## [TEXTO]

.....

Sala totalmente escura. Deitado no palco... Ao meu lado muitos
corpos imóveis. De repente uma música instrumental começa a tocar e
gradativamente seu som se eleva, até que não conseguimos mais ouvir a
respiração do colega que está ao nosso lado de tão alta. A música? Coincidentemente
ou não, é uma das que fazem parte da trilha sonora da minha vida: “Viva la vida”,
unicamente interpretada por uma banda que amo de paixão, Coldplay.
A porta... eu e porta...Nós e a porta....
A porta da libertação. Das amarras. Na semana passada, na aula
de técnicas corporais, com o sensacional professor Jefter Paulo, resolvi deixar
parte da minha racionalidade de lado e tentar, de fato, entrar nesse mundo que
alimentei por anos em meus sonhos: o teatro. Afinal, para que me propus em
estar ali? Para que passar por um processo seletivo depois de 35 anos de idade
e uma vida profissional e financeira que posso considerar estável? Para
simplesmente estudar uma ciência que amo e me privei por tanto tempo e por muitos
motivos: dinheiro, vergonha, razão. E se não me entregasse no aprofundamento
desse estudo, de que valeria essa experiência? A proposta era escrever em um
pedaço de papel, algo que sentíssemos nojo em nós mesmos. A maior
vergonha que tivéssemos dentro de nós. Ferir o músculo e deixar aparecer o bulbo do
osso. Essas foram as palavras do professor. E então escrevi algo naquele papel
que nem nos meus momentos de confissão, ao padre, tive coragem de fazê-lo. “Ação
e reação”. A segunda atividade consistia em deixar o nosso corpo falar com uma
atitude não ensaiada e estar pronto para qualquer reação do colega. E até agora,
ainda, não entendi porque resolvi ter aquela ação. Ou melhor, eu sei sim.
Queria chocar. Queria marcar minha presença ali. Fui questionado imediatamente
pela outra professora, não menos sensacional, Luana Vitor, sobre o que me levou
àquilo. Não soube responder ao certo. Ou neguei a mim mesmo o que acabei de
confessar. Sim, a verdade é que eu queria, sim, chocar. Embora um dos
coordenadores do curso, tenha dito na aula inaugural, que ali não era um lugar
para terapia, foi disso que me serviu. Estou me conhecendo, como humano, perfeito à imagem de Deus e também, contraditoriamente, falho. Eu não quero ser
apontado, mas aponto. Eu não quero ser julgado, mas julgo. Não gosto que me
enganem, mas tentei enganar a todos e a mim mesmo com aquela justificativa
pouco convincente. A porta...

.....

## [DADOS FORNECIDOS]
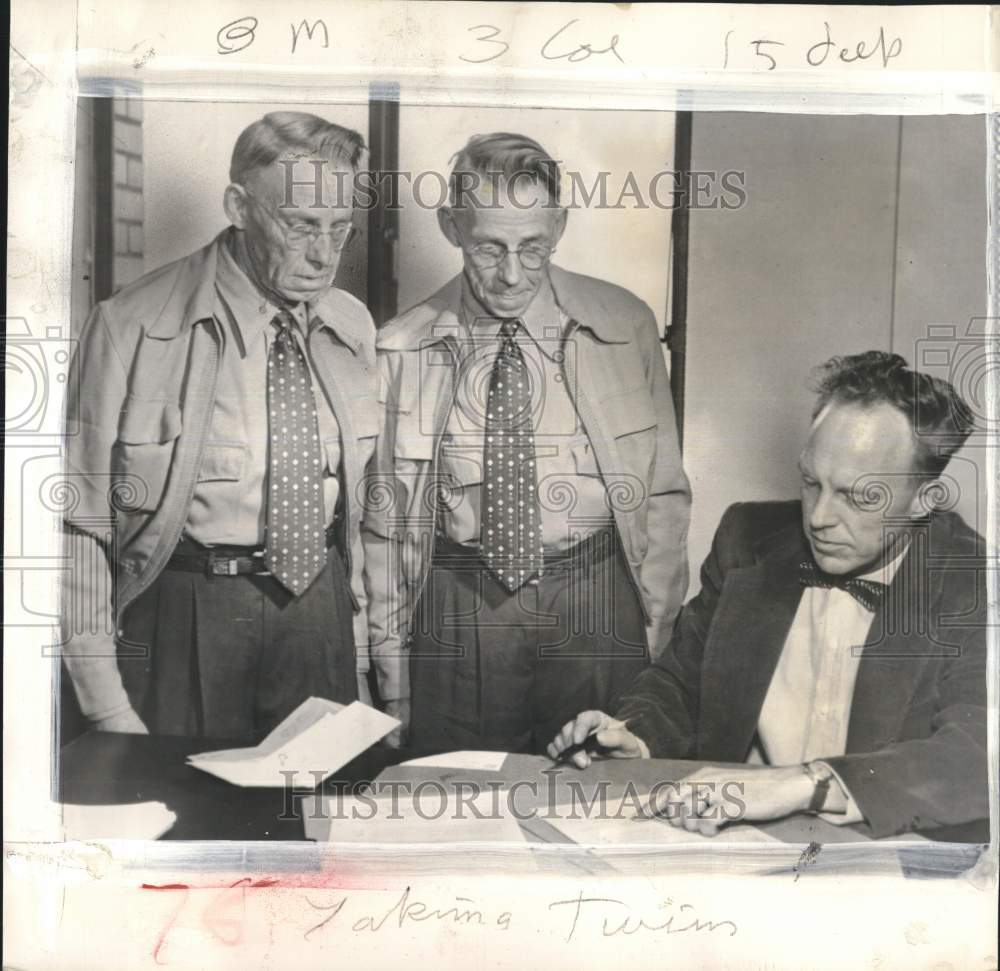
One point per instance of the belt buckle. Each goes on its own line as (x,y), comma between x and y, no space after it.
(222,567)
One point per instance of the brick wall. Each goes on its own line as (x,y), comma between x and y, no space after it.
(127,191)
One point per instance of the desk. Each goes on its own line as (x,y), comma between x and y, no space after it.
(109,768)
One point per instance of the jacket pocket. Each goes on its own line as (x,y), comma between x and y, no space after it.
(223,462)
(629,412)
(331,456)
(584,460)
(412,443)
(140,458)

.....

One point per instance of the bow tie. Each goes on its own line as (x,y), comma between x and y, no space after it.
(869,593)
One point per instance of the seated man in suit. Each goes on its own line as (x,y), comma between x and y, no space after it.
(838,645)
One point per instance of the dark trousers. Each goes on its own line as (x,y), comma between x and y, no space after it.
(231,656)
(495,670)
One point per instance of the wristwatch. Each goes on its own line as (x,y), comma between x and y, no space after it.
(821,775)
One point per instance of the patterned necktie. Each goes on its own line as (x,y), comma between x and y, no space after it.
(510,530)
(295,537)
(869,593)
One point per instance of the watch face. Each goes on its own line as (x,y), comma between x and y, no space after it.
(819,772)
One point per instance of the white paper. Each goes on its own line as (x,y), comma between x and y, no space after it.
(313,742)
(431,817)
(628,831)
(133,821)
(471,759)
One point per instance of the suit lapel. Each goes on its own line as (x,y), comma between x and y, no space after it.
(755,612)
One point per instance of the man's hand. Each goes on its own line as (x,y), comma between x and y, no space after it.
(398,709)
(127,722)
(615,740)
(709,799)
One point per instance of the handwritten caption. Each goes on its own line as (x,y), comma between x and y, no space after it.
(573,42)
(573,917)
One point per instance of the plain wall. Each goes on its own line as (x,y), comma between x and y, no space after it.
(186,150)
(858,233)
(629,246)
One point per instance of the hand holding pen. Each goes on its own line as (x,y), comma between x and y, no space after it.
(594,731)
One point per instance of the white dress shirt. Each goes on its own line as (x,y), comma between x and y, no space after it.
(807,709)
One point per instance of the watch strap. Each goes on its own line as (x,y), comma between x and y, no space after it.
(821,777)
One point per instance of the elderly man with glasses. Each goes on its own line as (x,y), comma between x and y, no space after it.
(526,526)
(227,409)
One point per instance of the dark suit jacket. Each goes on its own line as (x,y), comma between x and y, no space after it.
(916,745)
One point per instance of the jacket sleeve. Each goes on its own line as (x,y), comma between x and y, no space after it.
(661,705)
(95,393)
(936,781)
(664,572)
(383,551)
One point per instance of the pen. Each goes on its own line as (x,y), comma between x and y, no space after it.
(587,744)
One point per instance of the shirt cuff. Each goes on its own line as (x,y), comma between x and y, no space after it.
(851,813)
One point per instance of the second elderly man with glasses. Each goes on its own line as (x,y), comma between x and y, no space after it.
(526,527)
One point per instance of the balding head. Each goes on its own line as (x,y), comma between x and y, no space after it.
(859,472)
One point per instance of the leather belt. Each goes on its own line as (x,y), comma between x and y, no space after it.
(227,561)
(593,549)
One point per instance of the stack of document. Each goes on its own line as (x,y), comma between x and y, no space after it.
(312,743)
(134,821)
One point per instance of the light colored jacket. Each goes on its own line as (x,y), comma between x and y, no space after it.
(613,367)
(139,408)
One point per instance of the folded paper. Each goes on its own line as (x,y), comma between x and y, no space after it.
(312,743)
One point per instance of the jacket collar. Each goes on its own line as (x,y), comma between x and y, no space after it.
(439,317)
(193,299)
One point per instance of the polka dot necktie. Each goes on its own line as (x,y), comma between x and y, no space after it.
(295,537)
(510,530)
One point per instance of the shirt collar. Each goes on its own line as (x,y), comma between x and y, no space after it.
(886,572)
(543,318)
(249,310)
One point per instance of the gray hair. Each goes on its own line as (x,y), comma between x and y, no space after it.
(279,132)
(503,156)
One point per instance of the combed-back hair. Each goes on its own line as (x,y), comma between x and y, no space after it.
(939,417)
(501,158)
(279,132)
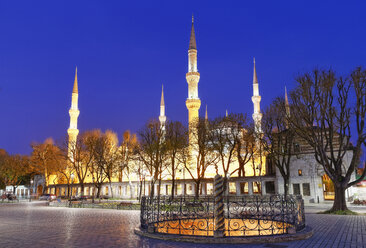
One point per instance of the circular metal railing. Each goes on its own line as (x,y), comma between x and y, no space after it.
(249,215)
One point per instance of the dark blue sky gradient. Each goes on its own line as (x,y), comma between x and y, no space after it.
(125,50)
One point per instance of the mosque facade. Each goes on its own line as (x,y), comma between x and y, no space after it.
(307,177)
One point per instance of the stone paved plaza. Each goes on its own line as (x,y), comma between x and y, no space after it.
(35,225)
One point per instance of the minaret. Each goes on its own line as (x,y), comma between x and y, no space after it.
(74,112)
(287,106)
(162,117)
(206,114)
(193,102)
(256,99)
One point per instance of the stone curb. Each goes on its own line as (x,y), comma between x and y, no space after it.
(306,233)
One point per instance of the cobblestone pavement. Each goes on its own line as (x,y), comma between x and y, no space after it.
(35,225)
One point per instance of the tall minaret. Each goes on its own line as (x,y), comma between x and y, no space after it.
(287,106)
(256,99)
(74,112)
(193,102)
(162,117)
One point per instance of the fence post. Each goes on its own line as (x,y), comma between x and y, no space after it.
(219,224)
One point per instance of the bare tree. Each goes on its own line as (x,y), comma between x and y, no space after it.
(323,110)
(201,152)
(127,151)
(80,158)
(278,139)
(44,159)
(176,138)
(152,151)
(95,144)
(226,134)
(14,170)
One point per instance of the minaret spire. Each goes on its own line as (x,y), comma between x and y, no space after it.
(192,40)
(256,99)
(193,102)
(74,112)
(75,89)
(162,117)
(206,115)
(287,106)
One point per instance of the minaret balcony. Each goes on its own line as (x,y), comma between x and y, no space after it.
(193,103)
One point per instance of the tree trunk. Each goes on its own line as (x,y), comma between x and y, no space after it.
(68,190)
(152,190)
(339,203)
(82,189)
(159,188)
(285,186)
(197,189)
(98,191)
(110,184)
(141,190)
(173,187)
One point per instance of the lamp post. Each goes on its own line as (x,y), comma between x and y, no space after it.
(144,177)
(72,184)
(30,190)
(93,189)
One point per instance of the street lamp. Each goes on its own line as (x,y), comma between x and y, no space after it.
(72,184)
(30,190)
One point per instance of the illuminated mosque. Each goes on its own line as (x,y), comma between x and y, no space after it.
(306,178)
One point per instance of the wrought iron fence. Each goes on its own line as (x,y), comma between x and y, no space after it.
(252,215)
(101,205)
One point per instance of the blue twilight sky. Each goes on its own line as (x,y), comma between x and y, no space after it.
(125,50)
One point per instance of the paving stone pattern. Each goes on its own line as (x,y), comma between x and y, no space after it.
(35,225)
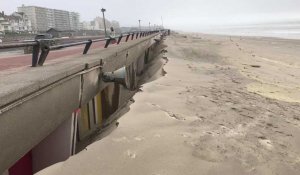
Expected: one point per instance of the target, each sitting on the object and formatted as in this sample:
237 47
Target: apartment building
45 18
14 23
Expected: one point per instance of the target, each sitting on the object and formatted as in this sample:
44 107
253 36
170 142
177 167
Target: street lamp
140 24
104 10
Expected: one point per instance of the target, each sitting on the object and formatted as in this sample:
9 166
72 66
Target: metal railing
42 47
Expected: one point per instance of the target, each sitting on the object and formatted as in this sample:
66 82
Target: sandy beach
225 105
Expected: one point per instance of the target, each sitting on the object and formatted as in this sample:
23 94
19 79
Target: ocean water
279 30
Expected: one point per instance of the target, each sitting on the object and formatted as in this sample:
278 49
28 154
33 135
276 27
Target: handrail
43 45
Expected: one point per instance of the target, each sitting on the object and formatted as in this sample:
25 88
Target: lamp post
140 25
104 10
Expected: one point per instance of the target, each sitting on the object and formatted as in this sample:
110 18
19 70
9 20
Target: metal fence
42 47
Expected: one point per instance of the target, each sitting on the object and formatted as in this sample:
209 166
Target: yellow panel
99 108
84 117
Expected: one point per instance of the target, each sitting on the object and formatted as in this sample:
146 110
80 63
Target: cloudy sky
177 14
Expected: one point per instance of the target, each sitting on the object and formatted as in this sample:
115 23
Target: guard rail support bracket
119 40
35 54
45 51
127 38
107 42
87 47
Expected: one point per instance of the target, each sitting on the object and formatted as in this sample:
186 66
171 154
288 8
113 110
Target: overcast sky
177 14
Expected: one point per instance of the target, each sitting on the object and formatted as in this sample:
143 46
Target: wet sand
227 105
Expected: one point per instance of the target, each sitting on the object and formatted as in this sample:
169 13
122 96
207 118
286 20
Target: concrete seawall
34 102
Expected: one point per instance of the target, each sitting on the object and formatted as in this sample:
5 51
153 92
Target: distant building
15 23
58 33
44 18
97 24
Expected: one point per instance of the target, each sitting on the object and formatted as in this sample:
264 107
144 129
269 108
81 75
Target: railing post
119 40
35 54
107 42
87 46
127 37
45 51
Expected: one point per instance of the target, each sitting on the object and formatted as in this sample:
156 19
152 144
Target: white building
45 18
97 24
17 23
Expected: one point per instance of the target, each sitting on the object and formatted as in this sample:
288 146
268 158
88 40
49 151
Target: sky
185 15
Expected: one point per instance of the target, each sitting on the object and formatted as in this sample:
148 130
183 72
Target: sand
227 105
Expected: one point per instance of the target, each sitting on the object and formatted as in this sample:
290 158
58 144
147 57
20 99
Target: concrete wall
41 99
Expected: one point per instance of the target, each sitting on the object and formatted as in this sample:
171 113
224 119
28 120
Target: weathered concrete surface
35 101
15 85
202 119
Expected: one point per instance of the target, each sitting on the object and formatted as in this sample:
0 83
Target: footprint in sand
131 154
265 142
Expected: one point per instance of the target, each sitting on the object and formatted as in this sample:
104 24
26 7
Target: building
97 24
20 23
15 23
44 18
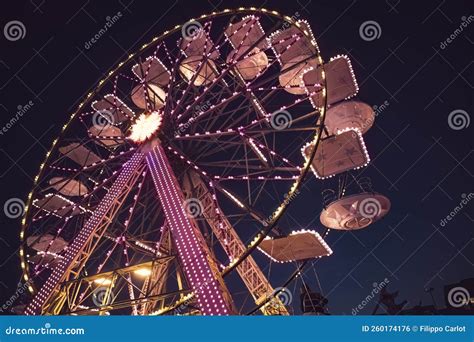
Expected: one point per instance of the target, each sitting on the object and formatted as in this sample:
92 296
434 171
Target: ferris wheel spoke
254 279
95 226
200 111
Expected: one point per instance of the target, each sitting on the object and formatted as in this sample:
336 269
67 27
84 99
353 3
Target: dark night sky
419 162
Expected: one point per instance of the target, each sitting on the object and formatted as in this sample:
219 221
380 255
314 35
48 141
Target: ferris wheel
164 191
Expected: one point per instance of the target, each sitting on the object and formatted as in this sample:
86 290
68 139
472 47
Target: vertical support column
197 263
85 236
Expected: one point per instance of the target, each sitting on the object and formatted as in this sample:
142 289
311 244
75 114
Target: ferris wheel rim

.....

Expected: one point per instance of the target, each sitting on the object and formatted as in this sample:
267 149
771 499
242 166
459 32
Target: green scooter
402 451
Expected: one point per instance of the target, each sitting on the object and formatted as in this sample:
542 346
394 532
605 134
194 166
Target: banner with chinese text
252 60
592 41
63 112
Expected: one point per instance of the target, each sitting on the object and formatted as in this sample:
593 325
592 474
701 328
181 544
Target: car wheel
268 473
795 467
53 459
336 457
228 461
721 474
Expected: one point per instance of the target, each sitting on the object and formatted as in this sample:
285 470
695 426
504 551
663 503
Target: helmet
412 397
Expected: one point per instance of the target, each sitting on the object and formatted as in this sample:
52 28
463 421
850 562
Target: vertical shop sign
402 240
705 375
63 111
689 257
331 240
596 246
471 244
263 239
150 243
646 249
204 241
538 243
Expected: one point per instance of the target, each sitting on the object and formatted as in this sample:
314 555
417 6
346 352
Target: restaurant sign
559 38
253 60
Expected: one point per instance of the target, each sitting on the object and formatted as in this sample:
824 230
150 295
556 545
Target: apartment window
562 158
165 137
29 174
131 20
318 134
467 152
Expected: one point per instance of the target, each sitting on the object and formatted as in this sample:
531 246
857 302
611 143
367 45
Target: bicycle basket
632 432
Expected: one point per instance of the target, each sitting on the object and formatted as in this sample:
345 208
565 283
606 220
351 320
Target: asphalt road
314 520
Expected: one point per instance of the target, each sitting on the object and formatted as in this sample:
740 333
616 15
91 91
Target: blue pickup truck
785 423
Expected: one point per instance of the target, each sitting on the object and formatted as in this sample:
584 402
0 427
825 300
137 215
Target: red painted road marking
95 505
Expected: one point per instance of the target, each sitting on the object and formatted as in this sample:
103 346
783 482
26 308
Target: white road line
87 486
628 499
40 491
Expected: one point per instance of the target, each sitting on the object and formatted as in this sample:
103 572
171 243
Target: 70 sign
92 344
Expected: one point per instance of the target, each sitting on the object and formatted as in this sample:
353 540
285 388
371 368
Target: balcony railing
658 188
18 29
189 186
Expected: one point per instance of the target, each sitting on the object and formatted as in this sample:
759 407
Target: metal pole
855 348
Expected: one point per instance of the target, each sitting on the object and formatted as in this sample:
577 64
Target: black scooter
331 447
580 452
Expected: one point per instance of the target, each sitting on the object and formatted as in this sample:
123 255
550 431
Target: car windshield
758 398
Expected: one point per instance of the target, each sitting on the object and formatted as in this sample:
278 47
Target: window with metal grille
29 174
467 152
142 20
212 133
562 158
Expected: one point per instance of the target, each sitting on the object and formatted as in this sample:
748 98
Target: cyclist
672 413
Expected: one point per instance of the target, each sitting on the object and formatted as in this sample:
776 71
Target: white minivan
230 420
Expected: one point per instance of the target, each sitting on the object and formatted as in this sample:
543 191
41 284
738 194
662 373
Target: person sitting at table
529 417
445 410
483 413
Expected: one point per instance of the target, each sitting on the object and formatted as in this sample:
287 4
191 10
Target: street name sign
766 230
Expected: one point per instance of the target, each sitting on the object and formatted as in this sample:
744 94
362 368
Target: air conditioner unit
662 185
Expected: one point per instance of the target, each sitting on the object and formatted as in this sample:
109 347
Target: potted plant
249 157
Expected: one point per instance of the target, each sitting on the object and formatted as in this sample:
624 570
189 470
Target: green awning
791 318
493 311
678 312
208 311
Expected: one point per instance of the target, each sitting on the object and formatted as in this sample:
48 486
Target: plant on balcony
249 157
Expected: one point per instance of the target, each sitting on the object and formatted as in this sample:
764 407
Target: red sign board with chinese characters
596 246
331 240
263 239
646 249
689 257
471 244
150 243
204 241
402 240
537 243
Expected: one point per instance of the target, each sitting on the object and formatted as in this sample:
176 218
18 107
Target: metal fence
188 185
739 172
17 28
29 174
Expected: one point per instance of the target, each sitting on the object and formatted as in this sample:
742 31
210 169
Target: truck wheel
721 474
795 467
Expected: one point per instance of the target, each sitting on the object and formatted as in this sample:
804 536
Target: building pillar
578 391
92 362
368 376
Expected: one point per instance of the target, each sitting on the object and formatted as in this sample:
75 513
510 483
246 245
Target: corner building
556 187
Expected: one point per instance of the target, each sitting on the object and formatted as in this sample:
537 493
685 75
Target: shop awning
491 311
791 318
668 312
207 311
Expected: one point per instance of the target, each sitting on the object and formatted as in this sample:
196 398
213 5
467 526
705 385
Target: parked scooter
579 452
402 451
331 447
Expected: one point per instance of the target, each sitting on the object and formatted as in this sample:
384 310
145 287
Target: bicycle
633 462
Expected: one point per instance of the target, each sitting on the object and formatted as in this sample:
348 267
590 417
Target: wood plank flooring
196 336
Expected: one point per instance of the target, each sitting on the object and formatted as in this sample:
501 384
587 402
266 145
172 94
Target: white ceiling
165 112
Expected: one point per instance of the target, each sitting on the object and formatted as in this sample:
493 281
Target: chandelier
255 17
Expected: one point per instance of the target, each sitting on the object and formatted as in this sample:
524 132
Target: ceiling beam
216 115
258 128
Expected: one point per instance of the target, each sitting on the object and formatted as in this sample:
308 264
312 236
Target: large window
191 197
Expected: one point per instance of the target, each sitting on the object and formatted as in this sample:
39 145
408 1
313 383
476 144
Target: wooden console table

.....

## [TAREFA 1]
Responda com base no texto sobre a aula de teatro:
(a) Que música começa a tocar na sala escura, e que banda a interpreta?
(b) Em que aula e com qual professor foi tomada a decisão de deixar parte da racionalidade de lado?
(c) O que a proposta pedia para escrever no pedaço de papel?
## [TAREFA 2]
Escreva a continuação do texto sobre a aula de teatro a partir da última frase.

## [RESPOSTA 1]
(a) "Viva la vida", interpretada pelo Coldplay.
(b) Na aula de técnicas corporais, com o professor Jefter Paulo.
(c) Algo que sentíssemos nojo em nós mesmos, a maior vergonha que tivéssemos dentro de nós.

## [RESPOSTA 2]
“Eu sempre
abri a porta, de qualquer jeito, não tinha consciência. Sem a chave...”
Mas voltando à aula de ontem. No anfiteatro escuro, não era aula
de corpo, mas foi uma aula visceral. O professor era outro. E aos poucos vou
percebendo o peso da palavra “monstro” tanto utilizada por ele para se referir
respeitosamente aos seus colegas e justamente com ele percebo o que é ser um
monstro no que se faz: Ricardo Andrade Vassillievitch. As carnes aos poucos
começaram a ser abertas. Rasga-se a pele. Os músculos. Resisto em ultrapassar
as barreiras e não quero permitir que o meu bulbo ósseo apareça, como o
professor Jefter havia proposto. Já havia escrito no papel e ninguém precisava
saber qual era o meu pedaço apodrecido. E talvez não irá. Criei coragem para
olhá-lo e tentar mudá-lo. Sim, está sendo uma terapia. Também. O trilhar de um
caminho que preciso concluir. Mesmo diante de tantas adversidades que vem se
colocando ao longo dessa estrada. Nesse caminho está ela: a porta...eu e a porta...
“Agora faço
com jeito... com destreza... Penso... Determino... Visualizo... Oro... Transcendo...
Teatralizo... Exausto... Ahh...”
Percebi, agora e de verdade, que lá é outro mundo sabe? Ou pelo
menos tem que ser. As pessoas não começam a rir da sua cara porque a sua roupa
é diferente ou porque você não consegue ter o padrão que todos querem que você
tenha... Ou pelo menos não devem fazê-lo. E você faz amizade sem perceber. E sem
querer. Tenho minhas convicções, políticas, sociais e religiosas. Vou continuar
defendendo o que acredito. Não preciso e não vou deixar tudo para trás por meus
ideais. São coisas completamente distintas. Aliás, na contradição desse processo de autoconhecimento, um dos meus
ideais é justamente o teatro. Que venham os desafios. Que eu me imponha,
respeitando os outros. E que exija que me respeitem também. E que eu abrace. Abrace
muito forte. E que eu não tenha vergonha. Que chore. Que me doe. Que me
permita. E que abra meu coração para receber esses novos amigos e essas novas
experiências. E que o teatro se apodere de mim e me faça ser, um dia, quem sabe,
ator. De verdade. Aquele que sabe separar o personagem da vida real. Afinal, é
por isso que estou na escola de teatro não é mesmo? Representar e sentir.
Contradizer-me. E ao fechar das cortinas, ao retirar a maquiagem e depois dos
aplausos, voltar a ser eu mesmo. E levar minha mensagem com o coração aos corações.
Pego minhas coisas, arrumo minha mochila. Despeço-me com um
beijo e um abraço nos meus colegas. Digo um até logo. As luzes se apagam. O silêncio
agora é para o descanso e a reflexão. Caminho em direção à minha casa. Deito na
minha cama. Fecho os olhos e meu pensamento se remete àquele texto...
“Eu quero o
aqui, o agora...
Acho que
alguém vai entrar por aquela porta...
Está entrando,
vamos ver no que vai dar.”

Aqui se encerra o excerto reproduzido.